*PROBLEM TO WORK ON:* Write out all of the records precisely. Skip anything that is a picture.

Records from a point labeling set:
## Start

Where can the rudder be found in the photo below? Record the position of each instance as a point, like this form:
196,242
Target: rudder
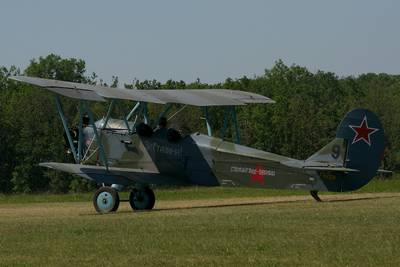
364,135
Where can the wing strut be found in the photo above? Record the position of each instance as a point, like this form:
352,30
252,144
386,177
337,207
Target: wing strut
96,134
230,113
66,129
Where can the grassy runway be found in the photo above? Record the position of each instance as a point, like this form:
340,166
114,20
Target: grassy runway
360,229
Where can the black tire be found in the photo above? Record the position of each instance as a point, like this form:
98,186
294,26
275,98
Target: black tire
142,199
106,199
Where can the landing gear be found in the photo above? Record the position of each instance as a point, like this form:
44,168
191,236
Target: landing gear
106,199
314,194
142,199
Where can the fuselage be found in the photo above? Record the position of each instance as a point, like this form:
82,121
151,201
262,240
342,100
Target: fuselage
199,159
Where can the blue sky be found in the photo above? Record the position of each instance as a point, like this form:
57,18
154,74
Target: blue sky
212,40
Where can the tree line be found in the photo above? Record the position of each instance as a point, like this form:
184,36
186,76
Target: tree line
308,108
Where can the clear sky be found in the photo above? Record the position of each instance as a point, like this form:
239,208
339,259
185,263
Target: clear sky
209,39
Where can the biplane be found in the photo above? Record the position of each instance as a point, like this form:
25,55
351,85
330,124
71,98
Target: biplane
120,153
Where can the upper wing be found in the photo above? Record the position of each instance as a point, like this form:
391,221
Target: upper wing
123,176
195,97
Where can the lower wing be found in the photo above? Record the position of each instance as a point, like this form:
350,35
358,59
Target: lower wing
122,176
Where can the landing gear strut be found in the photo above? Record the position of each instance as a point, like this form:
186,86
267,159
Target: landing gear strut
106,199
142,199
314,194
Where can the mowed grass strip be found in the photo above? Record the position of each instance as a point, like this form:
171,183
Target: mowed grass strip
189,193
346,230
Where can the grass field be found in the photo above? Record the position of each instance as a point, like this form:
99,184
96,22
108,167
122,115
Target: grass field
214,226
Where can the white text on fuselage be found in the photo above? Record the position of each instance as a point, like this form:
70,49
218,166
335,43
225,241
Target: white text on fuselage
254,171
175,152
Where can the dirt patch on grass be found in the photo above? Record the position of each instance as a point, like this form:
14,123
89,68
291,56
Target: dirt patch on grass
86,208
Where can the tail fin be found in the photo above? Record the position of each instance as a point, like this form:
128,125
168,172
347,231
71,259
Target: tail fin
355,152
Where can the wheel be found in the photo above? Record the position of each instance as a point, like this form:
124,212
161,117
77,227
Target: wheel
142,199
106,199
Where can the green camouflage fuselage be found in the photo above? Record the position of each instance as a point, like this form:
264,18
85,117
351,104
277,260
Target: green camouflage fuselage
198,159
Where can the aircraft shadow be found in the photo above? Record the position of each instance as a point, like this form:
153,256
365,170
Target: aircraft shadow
224,205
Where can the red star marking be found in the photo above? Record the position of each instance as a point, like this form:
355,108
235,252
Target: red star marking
257,177
363,132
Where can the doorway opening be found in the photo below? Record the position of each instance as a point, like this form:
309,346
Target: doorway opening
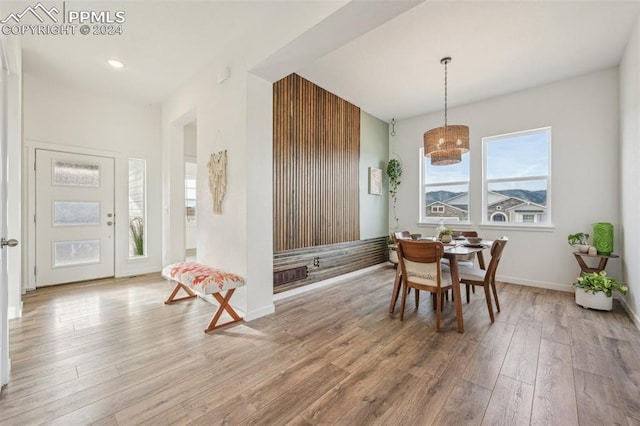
190,191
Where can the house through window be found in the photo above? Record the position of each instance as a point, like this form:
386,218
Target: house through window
444,193
516,178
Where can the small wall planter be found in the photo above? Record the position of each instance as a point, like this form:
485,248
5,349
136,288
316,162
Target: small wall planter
597,300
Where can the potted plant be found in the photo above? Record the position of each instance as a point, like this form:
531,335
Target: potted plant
394,171
445,235
579,241
136,228
595,290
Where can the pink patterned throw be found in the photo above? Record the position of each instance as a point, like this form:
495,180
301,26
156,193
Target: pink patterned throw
201,278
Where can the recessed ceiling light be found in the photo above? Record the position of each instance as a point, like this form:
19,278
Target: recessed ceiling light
115,63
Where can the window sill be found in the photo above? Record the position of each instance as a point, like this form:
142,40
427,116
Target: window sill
517,227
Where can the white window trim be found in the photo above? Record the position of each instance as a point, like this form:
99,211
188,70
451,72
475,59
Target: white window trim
421,205
485,184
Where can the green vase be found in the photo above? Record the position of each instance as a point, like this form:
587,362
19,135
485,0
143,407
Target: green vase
603,237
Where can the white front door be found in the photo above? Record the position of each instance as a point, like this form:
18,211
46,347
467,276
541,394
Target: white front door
4,280
75,219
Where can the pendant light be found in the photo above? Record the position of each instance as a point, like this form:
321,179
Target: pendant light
445,145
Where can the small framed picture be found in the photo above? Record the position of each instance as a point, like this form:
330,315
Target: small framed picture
375,181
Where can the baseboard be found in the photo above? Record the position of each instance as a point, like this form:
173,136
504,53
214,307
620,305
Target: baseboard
568,288
15,312
329,281
634,317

## End

*WRITTEN RESPONSE:*
Where can the rudder be found in the photo below? Record the position of each instance as a point, like this form:
196,242
Target: rudder
364,135
Where can the wing strut be found in the photo above? Record the position of each instance as a point, like this form:
352,30
252,144
386,177
337,207
Target: wing strut
96,134
230,113
66,129
Where can the grassy runway be found in the photo above? Record the position of each instance as a point, like this form:
340,166
114,20
Target: grassy runway
360,229
Where can the black tire be found in the photo above? Record the position of each instance as a point, like this form:
98,186
294,26
275,98
Target: black tire
142,199
106,199
Where can the landing gear be found in the photo above? Record the position of each instance as a point, like this form:
44,168
191,236
Target: landing gear
106,199
314,194
142,199
Where can the fuselage be found in the photo above? Record the position of each instance as a point, like this form:
82,121
151,201
262,240
342,100
Target: fuselage
199,159
Where can the blue sky be found in the photo above? Record the position of each instance as a point, like this form:
57,18
154,74
Target: blue sky
212,40
Where can the tree line be found in the photo above? Record the position of each instance as a point, like this form:
184,36
186,76
Target: tree line
308,108
Where can the clear sky be found in the photo above? Record the position of each instance as a point, like this form:
239,208
339,259
185,263
Target: clear sky
209,39
Where can the biplane be found in the photo above? Record the position of each instance as a point, like this form:
25,55
351,85
330,124
71,98
Target: biplane
120,153
Where can the upper wing be found in the photo above? Record the position of each instance as a point, like this form:
391,221
Target: upper wing
123,176
195,97
Where can the lower wing be found in the photo above? Record the position of each instance as a point, like this form:
350,35
358,59
Target: lower wing
122,176
Where can the landing gear strut be found in the photo above? Record the position of each instance as a point, like this form:
186,86
267,159
Target: landing gear strut
106,199
142,199
314,194
Where can the mowed grass strip be found in the photo above? Record the position of each instance as a point, like this form:
171,183
Target: mowed grass strip
189,193
346,230
Where can the grass field be found in the photo above? Record the position of each instance as a point, like this form:
99,184
96,22
108,167
122,115
Target: grass field
214,226
Where can the white text on fuselage be found in the photo above? Record the position of each instance as a point, like this form:
70,49
218,166
335,43
225,241
Target: white text on fuselage
254,171
175,152
Where can the dirt patch on grass be found in the photo above? Record the position of each instance as a point, like this form:
14,123
89,68
291,56
Target: dirt patch on grass
86,208
Where can the tail fin be found in the photo above? Record the position of each instance as a point, like this form:
128,125
168,172
347,231
71,259
Target: tail fin
355,152
Where can the wheel be found in the photo above? Record the position of each instance as a point, like this form:
124,212
161,117
77,227
Target: wheel
142,199
106,199
Where can the green camouflage fuselage be found in the photo above? Record the position of each instance as a point, like this form:
264,18
85,117
351,104
277,260
Target: green camouflage fuselage
198,159
Where can the aircraft shadow be found in the photo above? Record the position of each instance as a point, like this form:
153,256
365,170
Target: aircraft shadow
224,205
Where can the red star marking be found in the photo above? Record the position of each instance as a point, like this form:
355,108
235,252
Target: red star marking
257,177
363,132
Where can the doorway opening be found in the photo below? Record the position of each instance as a point, like this form:
309,346
Target: doorway opening
190,191
Where can the house through window be found in the photo above? Record the position of each instance as a point, like this form:
386,218
Target: house through window
444,193
516,178
Where can the small wall planter be found in the photo above? Record the position of each instance as a point, like this form:
485,248
5,349
136,288
316,162
Target: small wall planter
597,300
Where can the potted plant be found in the photo above? Record the position of each instance as a point, like this form:
531,335
Target: potted plant
394,171
445,235
579,241
136,228
595,290
Where can the pink patterned throw be found in the photo above? Record the position of each instance as a point, like this form:
495,180
301,26
156,193
Target: pink patterned throw
201,278
Where can the recessed ceiling light be found in the photo above? Record the position of each instance as a point, like this form:
19,278
Target: recessed ceiling light
115,63
Where can the window sill be found in the photo above? Record the position of each instance as a point, like this form:
142,40
427,116
Target: window sill
517,227
Where can the white window trim be found in the photo above? Record the position of each instance as a point, like this form:
99,211
188,70
451,72
475,59
Target: white window trim
421,205
485,184
Where can the green vase be found in the photo above? Record the position of each instance as a point, like this form:
587,362
19,135
485,0
143,407
Target: green vase
603,237
Where can the white front door be found in the photo above? Record the position of each instance as a point, like this form:
18,211
46,347
467,276
541,394
Target: white front door
4,280
75,219
Where can the pendant light be found in the photo above? Record the position of each instance as a point, like this form:
321,179
Target: pendant light
445,145
Where can the small framed picture be found in the photo above? Record the position of each instance as a point, like this form:
330,315
Target: small framed picture
375,181
Where can the baseboard be found in the photo above? Record the position of each instance as a point, like this form:
173,136
504,53
214,307
620,305
Target: baseboard
568,288
15,312
329,281
634,317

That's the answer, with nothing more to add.